Material for this task -

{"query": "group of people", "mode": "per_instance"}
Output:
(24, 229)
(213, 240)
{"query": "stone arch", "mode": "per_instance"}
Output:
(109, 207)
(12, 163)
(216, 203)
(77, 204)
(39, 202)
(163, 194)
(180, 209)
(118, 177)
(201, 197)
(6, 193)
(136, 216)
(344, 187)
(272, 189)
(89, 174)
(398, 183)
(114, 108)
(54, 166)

Assignment - Lines in the data containing the string "query" are to be counted; give that number alone.

Final answer - 2